• EXTRACTED ENTRIES:
-------

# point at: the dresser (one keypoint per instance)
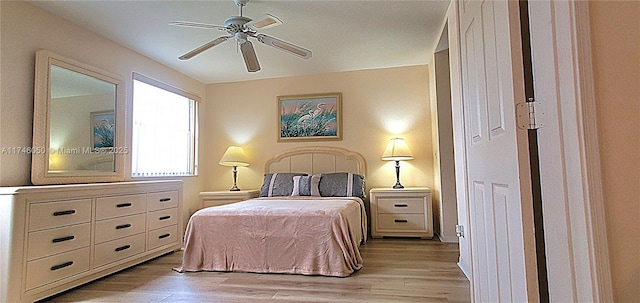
(401, 212)
(222, 197)
(56, 237)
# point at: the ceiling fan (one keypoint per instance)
(241, 28)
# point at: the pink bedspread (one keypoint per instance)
(295, 235)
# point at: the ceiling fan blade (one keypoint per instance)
(203, 48)
(250, 58)
(197, 25)
(284, 46)
(267, 22)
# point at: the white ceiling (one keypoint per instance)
(343, 35)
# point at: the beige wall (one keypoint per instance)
(376, 106)
(26, 29)
(615, 29)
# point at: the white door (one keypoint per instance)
(503, 260)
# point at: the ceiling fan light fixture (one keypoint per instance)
(250, 58)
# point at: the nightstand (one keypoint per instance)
(215, 198)
(401, 212)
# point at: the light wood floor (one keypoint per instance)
(395, 270)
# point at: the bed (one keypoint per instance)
(310, 219)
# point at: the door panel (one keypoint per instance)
(497, 165)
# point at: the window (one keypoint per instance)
(164, 130)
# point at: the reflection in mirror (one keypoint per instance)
(78, 123)
(82, 128)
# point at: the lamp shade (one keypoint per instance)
(234, 156)
(397, 150)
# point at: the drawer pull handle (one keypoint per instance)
(61, 266)
(64, 212)
(123, 226)
(123, 247)
(58, 240)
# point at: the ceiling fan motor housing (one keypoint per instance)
(235, 24)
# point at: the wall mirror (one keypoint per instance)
(78, 123)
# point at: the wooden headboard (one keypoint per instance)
(317, 160)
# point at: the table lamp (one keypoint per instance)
(397, 150)
(234, 156)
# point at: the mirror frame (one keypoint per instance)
(40, 173)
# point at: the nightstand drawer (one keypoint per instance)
(393, 205)
(401, 222)
(112, 229)
(110, 207)
(58, 240)
(61, 213)
(162, 200)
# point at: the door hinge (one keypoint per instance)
(530, 114)
(460, 231)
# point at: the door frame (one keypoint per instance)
(573, 205)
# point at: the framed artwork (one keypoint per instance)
(310, 117)
(103, 129)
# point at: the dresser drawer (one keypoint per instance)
(401, 222)
(403, 205)
(60, 213)
(117, 206)
(163, 236)
(162, 218)
(162, 200)
(115, 250)
(57, 267)
(58, 240)
(111, 229)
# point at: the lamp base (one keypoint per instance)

-------

• EXERCISE GOAL: In the copy, include no pictures; restate the listing above exactly.

• RESPONSE TO THIS EXERCISE:
# point at: the dresser (one keypoint per instance)
(401, 212)
(222, 197)
(56, 237)
# point at: the ceiling fan (one keypoint per instance)
(241, 28)
# point at: the pink bedspread (one keypoint per instance)
(295, 235)
# point at: the ceiling fan blade (one keypoint per instance)
(203, 48)
(250, 58)
(197, 25)
(284, 46)
(267, 22)
# point at: the white ceiling (one keypoint per instance)
(343, 35)
# point at: the beige wall (one keypoint per instance)
(376, 106)
(26, 29)
(615, 29)
# point at: the white door (one keypoint per instance)
(503, 260)
# point at: the ceiling fan light fixture (one keypoint per instance)
(250, 58)
# point at: the nightstand (one keypoint per instance)
(215, 198)
(401, 212)
# point at: the light wood floor (one keypoint per instance)
(395, 270)
# point at: the bed (one keypoint per instance)
(310, 219)
# point at: the door panel (one keypoint per instance)
(497, 165)
# point at: the window (one keypoint per instance)
(164, 130)
# point at: the reflection in mirror (one keypoint per instance)
(78, 123)
(82, 128)
# point at: the lamp shade (one keypoint per instance)
(234, 156)
(397, 150)
# point at: the drawer pull handle (one keypoint per instance)
(61, 266)
(64, 212)
(123, 226)
(123, 247)
(58, 240)
# point at: the ceiling fan motor housing (one keypoint per instance)
(235, 24)
# point at: the wall mirror (one keypoint per instance)
(78, 123)
# point at: the wooden headboard (one keypoint per instance)
(317, 160)
# point at: the table lamp (one keypoint per instance)
(397, 150)
(234, 156)
# point at: the mirror frame (one keypoint per instance)
(40, 173)
# point at: the nightstand drawer (one keypoint per instance)
(393, 205)
(401, 222)
(112, 229)
(110, 207)
(58, 240)
(61, 213)
(162, 200)
# point at: the door hinge (one keypoint per instance)
(530, 114)
(460, 231)
# point at: the door frame (one keypoint per instance)
(573, 205)
# point at: the framed artwork (one keypoint per instance)
(310, 117)
(103, 129)
# point at: the dresser drawer (one keypoint per instance)
(401, 222)
(403, 205)
(60, 213)
(117, 206)
(163, 236)
(162, 218)
(162, 200)
(115, 250)
(57, 267)
(58, 240)
(111, 229)
# point at: the lamp base (one keypoint per instance)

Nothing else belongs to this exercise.